__Kutipan untuk dibaca__:
Misteri Matinya Si Burung Gereja


Hari ini sekitar jam 10 tadi pagi seekor burung gereja mati tenggelam di bak mandiku, terapung dengan posisi paruh terendam air dan kedua sayap yang tak mengembang, mengatup seperti kedinginan.

Bangkainya belum mengeluarkan bau. Jelas. Ia baru mati beberapa saat. Mungkin sejam yang lalu sebelum  saya temukan. Saya tak tahu kenapa. Jarang ada burung yang masuk kamar mandi yang itu. Juga kamar mandi lainnya. Saya lebih sering menangkap basah kodok sawah hijau lumut menjijikkan yang sedang asik berenang di lubang WC atau nangkring siap nyebur di pinggir ember bak mandi. Sungguh membuat jengah. Kadang butuh waktu berjam-jam membuat kodok jelek itu pergi dengan sendirinya dari kamar mandi. Mereka biasa mampir saat malam sampai subuh dan menghilang lagi ketika matahari muncul.

Saya masih heran, tak habis pikir mengapa burung mungil itu sampai mati di bak mandi kosan. Malang nian. Tak terpikirkah olehnya akan mati disana? Saya yakin, jika diminta, ia akan memilih mati di sarangnya yang nyaman.

Hmm...ada beberapa kemungkinan kenapa ia mati konyol di bak mandi itu.

Pertama. Ia tersesat, bingung mencari jalan keluar, lalu kelelahan, dan jatuh terjun bebas ke bak mandi. Tersadar sesaat karena tersedak air, meronta-ronta ingin terbang lepas dari kepungan air, namun tak ada daya untuk mengepakkan sayapnya yang lelah. Akhirnya pasrah, merelakan saat-saat terakhirnya melayang lemah dalam dinginnya air. Mengisi paksa paru-paru kecilnya dengan air, menahan perih di dada yang menunggu detak terakhir irama jantung. Kemudian perlahan malaikat Izrail pun menggenggam ruh sucinya, menariknya lembut sampai badan bersayap itu dingin tak bernyawa.

__Permintaan 1__: Salin tanpa perubahan bagian daftar mulai dari baris pertamanya hingga baris yang memuat "left=741, top=7, right=943, bottom=805", dengan kedua ujungnya ikut disalin.
Kutipan dan daftar ini tidak saling berkaitan.

Item tersimpan dari sebuah koleksi
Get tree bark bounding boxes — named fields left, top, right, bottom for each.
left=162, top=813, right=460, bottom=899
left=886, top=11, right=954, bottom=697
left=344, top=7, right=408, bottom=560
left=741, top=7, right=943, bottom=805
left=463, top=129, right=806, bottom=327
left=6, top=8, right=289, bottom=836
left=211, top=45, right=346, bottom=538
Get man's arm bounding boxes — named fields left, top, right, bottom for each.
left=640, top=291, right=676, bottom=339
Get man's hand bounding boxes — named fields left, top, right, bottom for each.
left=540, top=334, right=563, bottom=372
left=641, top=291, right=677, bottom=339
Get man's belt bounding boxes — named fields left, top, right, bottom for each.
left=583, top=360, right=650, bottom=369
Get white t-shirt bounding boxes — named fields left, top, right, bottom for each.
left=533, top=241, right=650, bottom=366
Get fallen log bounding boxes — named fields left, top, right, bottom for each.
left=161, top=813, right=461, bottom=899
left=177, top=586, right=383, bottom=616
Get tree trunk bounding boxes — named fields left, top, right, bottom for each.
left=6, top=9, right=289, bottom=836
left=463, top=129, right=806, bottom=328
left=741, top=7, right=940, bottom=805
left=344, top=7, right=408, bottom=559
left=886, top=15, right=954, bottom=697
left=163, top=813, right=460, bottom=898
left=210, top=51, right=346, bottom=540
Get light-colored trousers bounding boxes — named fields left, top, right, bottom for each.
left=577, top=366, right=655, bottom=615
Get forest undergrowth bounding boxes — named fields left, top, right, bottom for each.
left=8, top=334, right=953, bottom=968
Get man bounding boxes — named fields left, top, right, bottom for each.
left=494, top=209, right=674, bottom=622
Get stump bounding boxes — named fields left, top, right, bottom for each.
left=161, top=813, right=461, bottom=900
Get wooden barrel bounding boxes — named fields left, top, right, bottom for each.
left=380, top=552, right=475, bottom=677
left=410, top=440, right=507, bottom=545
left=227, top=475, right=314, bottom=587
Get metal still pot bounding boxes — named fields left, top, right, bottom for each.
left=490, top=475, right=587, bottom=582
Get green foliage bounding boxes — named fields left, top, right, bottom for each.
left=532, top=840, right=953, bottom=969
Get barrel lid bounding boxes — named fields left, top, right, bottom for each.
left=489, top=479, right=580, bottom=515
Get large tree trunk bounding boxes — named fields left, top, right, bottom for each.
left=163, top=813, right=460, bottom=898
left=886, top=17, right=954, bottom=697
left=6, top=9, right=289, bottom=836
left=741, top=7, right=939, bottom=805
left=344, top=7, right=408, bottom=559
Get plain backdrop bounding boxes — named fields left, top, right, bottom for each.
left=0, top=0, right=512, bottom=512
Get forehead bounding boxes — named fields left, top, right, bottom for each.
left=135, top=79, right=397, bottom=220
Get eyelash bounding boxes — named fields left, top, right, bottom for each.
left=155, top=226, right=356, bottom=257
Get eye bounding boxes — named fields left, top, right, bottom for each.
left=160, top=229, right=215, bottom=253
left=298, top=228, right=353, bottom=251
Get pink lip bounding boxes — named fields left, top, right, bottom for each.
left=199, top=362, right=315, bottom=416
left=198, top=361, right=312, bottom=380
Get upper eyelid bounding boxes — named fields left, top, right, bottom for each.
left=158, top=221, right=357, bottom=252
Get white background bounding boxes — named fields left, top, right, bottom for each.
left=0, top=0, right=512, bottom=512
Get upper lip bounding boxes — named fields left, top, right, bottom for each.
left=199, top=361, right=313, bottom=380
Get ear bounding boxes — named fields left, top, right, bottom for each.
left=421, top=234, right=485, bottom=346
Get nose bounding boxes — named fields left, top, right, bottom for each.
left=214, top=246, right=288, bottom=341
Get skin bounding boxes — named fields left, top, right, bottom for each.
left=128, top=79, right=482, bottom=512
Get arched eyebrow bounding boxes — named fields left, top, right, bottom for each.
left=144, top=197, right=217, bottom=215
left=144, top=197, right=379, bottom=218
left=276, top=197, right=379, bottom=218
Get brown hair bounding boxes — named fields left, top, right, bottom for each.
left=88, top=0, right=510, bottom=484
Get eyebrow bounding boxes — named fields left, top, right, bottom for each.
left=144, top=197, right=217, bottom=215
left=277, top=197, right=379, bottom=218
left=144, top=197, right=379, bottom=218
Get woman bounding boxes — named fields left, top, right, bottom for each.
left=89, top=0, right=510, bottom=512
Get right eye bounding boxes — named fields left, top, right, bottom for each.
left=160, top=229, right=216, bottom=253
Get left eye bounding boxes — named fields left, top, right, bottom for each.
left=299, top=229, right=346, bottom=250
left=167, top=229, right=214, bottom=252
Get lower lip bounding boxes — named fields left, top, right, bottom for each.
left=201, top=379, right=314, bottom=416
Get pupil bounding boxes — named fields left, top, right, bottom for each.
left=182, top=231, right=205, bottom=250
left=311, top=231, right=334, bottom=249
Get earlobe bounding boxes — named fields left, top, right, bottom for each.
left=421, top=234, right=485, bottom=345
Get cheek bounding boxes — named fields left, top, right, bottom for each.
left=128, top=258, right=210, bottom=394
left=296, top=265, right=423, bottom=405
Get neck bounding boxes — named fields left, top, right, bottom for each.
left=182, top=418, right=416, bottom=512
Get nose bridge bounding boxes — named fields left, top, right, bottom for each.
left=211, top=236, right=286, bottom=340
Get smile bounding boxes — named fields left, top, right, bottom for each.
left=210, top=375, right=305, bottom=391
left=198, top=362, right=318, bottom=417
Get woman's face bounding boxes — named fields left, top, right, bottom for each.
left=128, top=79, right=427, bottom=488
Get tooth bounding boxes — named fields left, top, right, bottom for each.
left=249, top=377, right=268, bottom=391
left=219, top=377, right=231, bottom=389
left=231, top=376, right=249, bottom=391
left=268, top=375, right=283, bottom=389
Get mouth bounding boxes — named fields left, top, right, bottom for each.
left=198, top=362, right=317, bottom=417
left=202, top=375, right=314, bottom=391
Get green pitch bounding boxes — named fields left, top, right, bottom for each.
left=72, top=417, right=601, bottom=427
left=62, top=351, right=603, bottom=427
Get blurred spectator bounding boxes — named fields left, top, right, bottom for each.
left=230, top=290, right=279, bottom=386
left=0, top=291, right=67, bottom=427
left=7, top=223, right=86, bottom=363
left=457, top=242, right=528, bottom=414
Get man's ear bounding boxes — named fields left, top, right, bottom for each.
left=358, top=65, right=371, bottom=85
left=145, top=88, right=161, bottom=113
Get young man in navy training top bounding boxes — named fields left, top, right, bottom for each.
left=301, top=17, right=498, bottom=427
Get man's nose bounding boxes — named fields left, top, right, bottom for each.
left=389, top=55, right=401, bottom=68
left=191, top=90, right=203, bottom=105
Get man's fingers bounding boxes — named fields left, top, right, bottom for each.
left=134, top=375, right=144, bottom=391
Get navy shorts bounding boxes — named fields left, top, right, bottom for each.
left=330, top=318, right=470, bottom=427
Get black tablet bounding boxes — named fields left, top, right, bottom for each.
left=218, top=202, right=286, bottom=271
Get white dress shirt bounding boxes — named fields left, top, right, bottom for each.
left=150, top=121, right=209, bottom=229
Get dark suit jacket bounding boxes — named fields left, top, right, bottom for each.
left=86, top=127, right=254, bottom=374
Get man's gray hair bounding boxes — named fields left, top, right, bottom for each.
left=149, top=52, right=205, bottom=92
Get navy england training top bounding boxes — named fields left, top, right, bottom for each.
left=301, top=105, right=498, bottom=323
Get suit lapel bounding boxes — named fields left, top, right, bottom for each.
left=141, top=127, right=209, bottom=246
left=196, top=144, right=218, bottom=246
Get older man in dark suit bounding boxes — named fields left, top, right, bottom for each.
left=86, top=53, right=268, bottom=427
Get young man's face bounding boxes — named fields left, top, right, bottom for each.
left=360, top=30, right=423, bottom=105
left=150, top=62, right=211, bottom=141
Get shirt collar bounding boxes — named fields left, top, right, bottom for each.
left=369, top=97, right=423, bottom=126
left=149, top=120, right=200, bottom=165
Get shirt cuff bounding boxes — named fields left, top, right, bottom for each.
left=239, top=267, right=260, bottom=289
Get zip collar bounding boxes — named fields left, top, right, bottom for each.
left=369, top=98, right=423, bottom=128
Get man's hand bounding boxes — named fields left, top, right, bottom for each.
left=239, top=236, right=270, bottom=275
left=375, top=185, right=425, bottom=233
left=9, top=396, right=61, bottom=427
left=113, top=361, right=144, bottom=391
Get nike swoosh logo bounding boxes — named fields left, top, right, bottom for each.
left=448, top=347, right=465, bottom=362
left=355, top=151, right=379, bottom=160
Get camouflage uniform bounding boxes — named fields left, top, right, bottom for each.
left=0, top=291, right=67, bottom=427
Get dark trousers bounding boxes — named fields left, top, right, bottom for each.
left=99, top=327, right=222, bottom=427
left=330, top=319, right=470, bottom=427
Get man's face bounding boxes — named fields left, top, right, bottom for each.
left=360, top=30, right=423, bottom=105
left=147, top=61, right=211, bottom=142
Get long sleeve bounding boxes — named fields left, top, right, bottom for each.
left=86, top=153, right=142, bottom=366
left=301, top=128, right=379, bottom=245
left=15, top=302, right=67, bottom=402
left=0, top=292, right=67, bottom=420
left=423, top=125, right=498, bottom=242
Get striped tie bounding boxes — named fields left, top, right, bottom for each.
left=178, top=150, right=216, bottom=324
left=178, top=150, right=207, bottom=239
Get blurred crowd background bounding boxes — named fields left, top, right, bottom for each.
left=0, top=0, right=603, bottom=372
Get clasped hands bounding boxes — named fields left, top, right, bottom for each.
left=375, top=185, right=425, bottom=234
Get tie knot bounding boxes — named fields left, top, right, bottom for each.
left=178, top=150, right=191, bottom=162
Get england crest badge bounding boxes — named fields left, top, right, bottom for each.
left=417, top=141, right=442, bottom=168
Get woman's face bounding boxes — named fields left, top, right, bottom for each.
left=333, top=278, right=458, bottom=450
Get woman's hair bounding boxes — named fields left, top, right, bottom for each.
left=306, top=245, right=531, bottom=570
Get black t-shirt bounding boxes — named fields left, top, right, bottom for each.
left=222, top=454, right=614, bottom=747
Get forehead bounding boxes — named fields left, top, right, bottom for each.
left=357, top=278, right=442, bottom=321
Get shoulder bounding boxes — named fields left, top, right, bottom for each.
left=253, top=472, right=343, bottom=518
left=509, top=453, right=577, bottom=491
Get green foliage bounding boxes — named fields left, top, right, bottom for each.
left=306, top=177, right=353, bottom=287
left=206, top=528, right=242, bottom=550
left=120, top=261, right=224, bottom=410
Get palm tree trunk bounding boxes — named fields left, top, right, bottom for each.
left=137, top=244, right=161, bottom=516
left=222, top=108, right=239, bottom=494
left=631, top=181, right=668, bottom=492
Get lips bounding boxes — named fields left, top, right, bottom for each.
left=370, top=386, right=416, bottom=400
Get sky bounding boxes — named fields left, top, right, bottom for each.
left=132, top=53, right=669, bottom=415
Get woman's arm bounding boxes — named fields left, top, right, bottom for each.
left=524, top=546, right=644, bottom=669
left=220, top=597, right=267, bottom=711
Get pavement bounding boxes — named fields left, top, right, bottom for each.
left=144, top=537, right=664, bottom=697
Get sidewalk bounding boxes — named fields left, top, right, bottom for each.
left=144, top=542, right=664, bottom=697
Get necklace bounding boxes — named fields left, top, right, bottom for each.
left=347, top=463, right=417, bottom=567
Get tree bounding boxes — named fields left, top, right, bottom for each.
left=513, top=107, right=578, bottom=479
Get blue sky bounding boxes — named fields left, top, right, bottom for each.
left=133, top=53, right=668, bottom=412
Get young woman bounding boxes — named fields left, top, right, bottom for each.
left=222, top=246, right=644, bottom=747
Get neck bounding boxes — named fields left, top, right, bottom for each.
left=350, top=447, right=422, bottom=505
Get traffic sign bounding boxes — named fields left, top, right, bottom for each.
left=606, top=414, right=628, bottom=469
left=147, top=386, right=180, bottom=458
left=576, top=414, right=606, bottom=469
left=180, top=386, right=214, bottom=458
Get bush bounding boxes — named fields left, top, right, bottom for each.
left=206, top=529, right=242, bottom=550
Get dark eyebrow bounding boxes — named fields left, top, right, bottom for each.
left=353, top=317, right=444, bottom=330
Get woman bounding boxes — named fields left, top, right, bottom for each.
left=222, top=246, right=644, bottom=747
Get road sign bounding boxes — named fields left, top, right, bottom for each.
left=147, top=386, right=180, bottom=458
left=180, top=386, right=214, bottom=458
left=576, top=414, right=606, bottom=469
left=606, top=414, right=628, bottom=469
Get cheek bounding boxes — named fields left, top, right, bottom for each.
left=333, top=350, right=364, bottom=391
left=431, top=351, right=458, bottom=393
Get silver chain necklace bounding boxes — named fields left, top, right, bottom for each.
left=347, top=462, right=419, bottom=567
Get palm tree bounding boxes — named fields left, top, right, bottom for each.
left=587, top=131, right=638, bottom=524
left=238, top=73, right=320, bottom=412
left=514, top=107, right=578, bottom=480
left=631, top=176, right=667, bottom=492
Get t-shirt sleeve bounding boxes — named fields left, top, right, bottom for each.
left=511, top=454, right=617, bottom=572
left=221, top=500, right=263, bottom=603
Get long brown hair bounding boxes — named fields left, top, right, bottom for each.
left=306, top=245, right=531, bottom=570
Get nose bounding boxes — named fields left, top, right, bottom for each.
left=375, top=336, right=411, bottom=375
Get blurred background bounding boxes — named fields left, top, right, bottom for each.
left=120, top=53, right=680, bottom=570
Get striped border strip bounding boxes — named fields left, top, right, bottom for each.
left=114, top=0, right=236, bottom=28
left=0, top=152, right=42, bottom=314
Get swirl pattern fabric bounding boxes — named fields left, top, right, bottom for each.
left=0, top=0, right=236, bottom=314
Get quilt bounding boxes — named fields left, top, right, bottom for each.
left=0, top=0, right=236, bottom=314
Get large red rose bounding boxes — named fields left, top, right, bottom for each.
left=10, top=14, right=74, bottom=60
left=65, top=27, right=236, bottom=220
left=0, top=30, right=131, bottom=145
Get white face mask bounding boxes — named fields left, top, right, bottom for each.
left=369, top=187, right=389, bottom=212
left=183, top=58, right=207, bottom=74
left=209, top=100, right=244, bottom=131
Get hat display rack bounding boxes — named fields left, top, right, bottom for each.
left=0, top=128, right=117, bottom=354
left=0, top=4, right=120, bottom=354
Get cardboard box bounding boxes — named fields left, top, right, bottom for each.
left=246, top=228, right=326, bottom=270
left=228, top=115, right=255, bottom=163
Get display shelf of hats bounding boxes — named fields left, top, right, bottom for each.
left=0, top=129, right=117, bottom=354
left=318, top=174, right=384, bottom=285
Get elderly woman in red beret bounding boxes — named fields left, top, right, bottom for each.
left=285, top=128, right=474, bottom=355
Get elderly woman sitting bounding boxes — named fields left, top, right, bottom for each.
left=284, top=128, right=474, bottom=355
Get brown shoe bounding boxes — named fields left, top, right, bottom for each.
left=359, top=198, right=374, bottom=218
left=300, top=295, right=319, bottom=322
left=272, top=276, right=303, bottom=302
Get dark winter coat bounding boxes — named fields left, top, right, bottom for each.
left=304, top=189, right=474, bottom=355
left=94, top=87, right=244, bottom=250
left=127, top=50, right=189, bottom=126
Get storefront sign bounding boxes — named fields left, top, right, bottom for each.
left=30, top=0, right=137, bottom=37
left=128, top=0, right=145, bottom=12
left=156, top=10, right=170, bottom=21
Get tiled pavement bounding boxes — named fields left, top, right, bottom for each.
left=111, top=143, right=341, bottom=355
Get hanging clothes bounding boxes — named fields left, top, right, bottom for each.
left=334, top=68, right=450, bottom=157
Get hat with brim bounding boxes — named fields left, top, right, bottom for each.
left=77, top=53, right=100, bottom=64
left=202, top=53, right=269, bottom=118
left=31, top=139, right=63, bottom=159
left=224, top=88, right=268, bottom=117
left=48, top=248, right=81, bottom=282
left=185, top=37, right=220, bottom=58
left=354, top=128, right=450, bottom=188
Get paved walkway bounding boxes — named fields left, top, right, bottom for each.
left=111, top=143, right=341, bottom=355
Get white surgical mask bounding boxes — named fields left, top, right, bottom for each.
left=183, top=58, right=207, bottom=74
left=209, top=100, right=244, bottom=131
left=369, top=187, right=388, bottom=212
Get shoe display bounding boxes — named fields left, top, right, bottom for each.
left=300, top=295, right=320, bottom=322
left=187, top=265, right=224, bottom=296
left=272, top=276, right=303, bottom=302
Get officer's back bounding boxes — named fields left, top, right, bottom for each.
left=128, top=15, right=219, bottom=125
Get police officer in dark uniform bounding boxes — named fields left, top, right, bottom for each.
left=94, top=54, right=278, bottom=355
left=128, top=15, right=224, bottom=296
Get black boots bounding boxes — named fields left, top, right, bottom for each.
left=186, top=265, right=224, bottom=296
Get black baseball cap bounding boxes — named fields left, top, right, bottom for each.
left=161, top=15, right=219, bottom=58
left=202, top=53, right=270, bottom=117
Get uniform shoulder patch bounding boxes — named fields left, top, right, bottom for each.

__Permintaan 2__: Menurut kutipan tentang burung gereja, di mana burung itu mati tenggelam?

__Jawaban yang diharapkan 1__:
Get tree bark bounding boxes — named fields left, top, right, bottom for each.
left=162, top=813, right=460, bottom=899
left=886, top=11, right=954, bottom=697
left=344, top=7, right=408, bottom=560
left=741, top=7, right=943, bottom=805

__Jawaban yang diharapkan 2__: Burung gereja itu mati tenggelam di bak mandi.